## Task directions
Condense the paragraph in the tender offer text below that begins "Material adverse change clauses" into a short bulleted list that keeps its main facts.

## Text block
-- Opening Marker --
In line with the amendments to the Regulations, the following amendments to the Guidelines were made to reflect new disclosure requirements. First, two additional matters must be included as part of the terms and conditions of a tender offer: (i) whether the tender offer is subject to the approval of, or registration with, the FSC or other authorities; and if so, whether the tender offer has been duly approved or registered; and (ii) in the event that the tender offeror makes a public announcement after the conditions of the tender offer are satisfied, the tender offeree is prohibited from withdrawing his/her express intent to sell, unless it is otherwise permitted pursuant to the Regulations.

Secondly, an additional matter should be included in the section on matters concerning the tender offeror's sale or purchase of the target company's shares: The terms and conditions of any agreement or arrangement between the tender offeror and certain shareholders of the target company with respect to the tender offer must be stated: for example whether the shareholders will be entitled to participate in any investment to be made by the tender offeror or any of its affiliates.

As stated above, it has been clarified that obtaining required governmental approvals will be one of the conditions to a tender offer and a public announcement of a successful tender offer cannot be made without first obtaining such required governmental approvals. For private deals, obtaining required governmental approvals has always been a condition precedent. Another common condition to a tender offer is to ensure that there are no encumbrances on the shares to be tendered.

Material adverse change clauses are also commonly seen as the condition precedent to the conclusion of a tender offer (only limited to a material adverse change in the financial and business conditions of the target company), as well as a condition precedent to closing in a private transaction. However, neither the securities authorities nor the court have elaborated the term "material adverse change", so the relevant authority may at its discretion determine whether there is a material adverse change in the financial and business conditions of the target company on a case-by-case basis. In practice, the securities authorities would be extremely reluctant to agree to any suspension of a tender offer driven by commercial reasons. Thus far, no cases have been seen where material adverse change has resulted in failure of tender offer or large private deals.
-- Closing Marker --
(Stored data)
-- Opening Marker --
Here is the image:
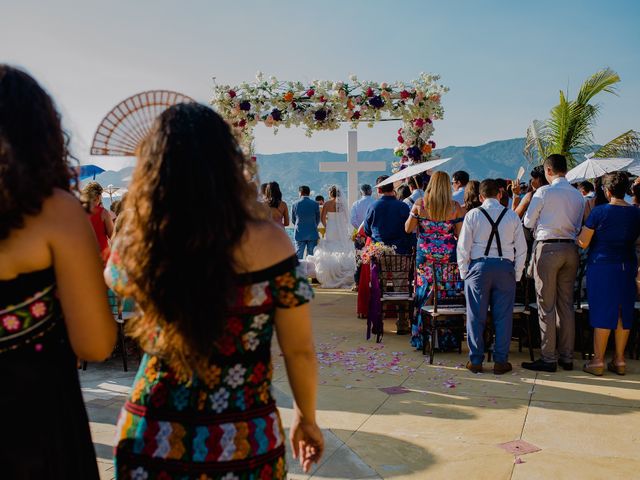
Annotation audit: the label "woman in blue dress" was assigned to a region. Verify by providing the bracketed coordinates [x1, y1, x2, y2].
[578, 172, 640, 376]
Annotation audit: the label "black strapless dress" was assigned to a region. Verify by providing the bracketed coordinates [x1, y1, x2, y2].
[0, 268, 99, 480]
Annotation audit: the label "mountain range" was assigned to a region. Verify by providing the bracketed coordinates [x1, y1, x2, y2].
[85, 138, 531, 203]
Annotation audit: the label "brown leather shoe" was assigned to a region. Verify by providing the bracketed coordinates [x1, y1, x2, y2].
[493, 362, 513, 375]
[466, 362, 483, 373]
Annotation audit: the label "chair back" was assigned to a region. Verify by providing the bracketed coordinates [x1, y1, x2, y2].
[431, 262, 465, 313]
[376, 253, 416, 295]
-- Closing Marker --
## Reply
- Material adverse change clauses are a common condition precedent to concluding a tender offer and to closing a private transaction. For a tender offer, this is limited to a material adverse change in the target company's financial and business conditions.
- Neither the securities authorities nor the court has elaborated the term "material adverse change." The relevant authority may therefore decide case by case whether such a change has occurred.
- In practice, the securities authorities are extremely reluctant to agree to suspend a tender offer for commercial reasons.
- So far, no cases have been seen where a material adverse change caused a tender offer or a large private deal to fail.